▸ **What you need to do**: The expected response is a copy of every line in the entries below that includes the word "green".

▸ **Input for this task**:
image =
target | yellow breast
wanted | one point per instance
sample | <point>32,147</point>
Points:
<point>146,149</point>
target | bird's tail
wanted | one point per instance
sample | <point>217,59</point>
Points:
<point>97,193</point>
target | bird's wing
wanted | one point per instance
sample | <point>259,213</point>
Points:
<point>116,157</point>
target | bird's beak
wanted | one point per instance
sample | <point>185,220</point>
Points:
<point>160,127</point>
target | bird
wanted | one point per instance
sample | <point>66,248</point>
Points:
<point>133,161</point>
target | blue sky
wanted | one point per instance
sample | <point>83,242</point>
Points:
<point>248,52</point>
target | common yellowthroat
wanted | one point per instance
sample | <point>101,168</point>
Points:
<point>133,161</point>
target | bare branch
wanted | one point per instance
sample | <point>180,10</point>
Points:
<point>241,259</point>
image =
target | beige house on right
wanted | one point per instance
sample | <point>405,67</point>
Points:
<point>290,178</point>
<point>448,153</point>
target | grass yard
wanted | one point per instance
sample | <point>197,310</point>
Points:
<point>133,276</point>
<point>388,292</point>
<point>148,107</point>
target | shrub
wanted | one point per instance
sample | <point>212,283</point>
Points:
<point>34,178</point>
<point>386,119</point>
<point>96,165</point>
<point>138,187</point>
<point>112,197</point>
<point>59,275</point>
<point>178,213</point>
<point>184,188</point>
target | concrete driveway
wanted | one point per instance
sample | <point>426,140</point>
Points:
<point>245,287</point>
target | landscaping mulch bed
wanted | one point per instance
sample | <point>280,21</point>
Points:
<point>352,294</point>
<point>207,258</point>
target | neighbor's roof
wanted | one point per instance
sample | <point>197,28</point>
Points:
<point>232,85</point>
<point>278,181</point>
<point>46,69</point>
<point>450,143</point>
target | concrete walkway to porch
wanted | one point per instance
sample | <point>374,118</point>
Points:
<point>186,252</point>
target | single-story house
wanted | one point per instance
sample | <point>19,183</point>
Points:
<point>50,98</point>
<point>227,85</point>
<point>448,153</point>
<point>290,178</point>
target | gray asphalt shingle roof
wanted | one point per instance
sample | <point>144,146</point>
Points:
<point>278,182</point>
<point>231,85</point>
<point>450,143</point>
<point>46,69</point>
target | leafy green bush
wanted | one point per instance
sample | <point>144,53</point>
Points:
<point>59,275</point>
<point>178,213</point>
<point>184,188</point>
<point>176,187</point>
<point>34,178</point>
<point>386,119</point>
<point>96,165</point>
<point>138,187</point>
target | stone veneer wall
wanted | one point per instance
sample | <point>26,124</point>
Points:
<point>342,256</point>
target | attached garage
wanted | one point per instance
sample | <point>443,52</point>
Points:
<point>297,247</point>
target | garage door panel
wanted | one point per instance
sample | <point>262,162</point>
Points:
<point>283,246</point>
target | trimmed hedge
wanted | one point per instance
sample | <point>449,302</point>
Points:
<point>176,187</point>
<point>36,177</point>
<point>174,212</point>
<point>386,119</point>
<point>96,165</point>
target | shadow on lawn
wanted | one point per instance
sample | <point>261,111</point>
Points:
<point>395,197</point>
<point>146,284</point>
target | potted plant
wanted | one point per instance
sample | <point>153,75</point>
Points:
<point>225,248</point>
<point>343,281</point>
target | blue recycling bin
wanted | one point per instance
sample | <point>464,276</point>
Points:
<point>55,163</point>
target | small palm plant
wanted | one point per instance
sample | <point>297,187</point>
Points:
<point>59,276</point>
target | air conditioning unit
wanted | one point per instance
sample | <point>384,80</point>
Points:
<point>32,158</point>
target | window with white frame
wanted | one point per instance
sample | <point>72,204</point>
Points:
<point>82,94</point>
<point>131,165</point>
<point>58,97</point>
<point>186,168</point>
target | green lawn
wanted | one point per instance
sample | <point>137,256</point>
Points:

▸ **Solution for this exercise**:
target | leafy green bush
target | green lawn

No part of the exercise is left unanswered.